**ACTIVITY LIST**
(A) Update the ICD article from "CHICAGO — Adults" through "the general population.", replacing "sudden cardiac death" with "abrupt cardiac death".
(B) In one to three sentences, explain why the ICD article says ICDs should be used with great care for primary prevention in adults with congenital heart disease.

**PAGE TEXT**
------------------------

CHICAGO — Adults with congenital heart disease face an increased risk of ventricular arrhythmias and sudden cardiac death, but that doesn't mean they should all get an implantable cardioverter defibrillator.
“We must be very careful using ICDs [implantable cardioverter defibrillators] for primary prevention” of ventricular arrhythmias in adults with congenital heart disease, Dr. Sing-Chien Yap said at the annual scientific sessions of the American Heart Association. That's despite the fact that in these patients the risk of sudden cardiac death is 25–100 times greater than in the general population.
The major limitation on using ICDs in these patients is their rate of inappropriate shocks, which are primarily triggered by supraventricular arrhythmias in adults with congenital heart disease. In a series of 64 Dutch adults with congenital heart disease who had an ICD, the incidence of inappropriate shocks was 41% during 3.7 years of follow-up, an annual rate of about 11%, said Dr. Yap, a cardiologist at the Thoraxcenter of Erasmus University in Rotterdam, the Netherlands. This is a “very high number,” Dr. Yap said. In more typical patients with ICDs, the annual rate of inappropriate shocks is less than 5%.

------------------------

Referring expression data
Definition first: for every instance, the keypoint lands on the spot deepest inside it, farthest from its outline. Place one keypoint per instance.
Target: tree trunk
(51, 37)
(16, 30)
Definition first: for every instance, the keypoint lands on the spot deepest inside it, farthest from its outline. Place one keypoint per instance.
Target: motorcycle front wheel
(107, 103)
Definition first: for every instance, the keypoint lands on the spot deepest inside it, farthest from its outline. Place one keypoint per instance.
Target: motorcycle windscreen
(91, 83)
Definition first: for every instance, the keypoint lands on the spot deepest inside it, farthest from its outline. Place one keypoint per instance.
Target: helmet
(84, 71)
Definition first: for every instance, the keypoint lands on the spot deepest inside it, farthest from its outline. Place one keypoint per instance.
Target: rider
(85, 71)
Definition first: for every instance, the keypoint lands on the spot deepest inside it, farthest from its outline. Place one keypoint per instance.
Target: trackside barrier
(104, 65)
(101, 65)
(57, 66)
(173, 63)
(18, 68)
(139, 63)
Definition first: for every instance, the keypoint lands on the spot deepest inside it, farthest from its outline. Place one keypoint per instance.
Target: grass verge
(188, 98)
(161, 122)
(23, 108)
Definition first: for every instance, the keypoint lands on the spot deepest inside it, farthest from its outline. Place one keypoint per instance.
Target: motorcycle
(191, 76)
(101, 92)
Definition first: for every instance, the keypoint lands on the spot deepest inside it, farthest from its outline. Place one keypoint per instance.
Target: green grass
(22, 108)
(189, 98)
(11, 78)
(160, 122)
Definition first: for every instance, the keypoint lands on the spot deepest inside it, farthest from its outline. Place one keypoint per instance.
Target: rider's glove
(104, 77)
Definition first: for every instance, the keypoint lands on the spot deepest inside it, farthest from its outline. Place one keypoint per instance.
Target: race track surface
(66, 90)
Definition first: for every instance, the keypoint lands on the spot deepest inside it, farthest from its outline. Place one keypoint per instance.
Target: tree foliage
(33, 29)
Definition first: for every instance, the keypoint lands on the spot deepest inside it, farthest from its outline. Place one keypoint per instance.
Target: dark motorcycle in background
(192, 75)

------------------------

**RESULTS OF THE EXERCISE**
(A)
CHICAGO — Adults with congenital heart disease face an increased risk of ventricular arrhythmias and abrupt cardiac death, but that doesn't mean they should all get an implantable cardioverter defibrillator.
“We must be very careful using ICDs [implantable cardioverter defibrillators] for primary prevention” of ventricular arrhythmias in adults with congenital heart disease, Dr. Sing-Chien Yap said at the annual scientific sessions of the American Heart Association. That's despite the fact that in these patients the risk of abrupt cardiac death is 25–100 times greater than in the general population.

(B) The main drawback is the high rate of inappropriate shocks, which in these patients are triggered mainly by supraventricular arrhythmias. In a series of 64 Dutch adults with congenital heart disease who had an ICD, 41% had inappropriate shocks over 3.7 years of follow-up, about 11% per year. In more typical ICD patients, the annual rate is under 5%.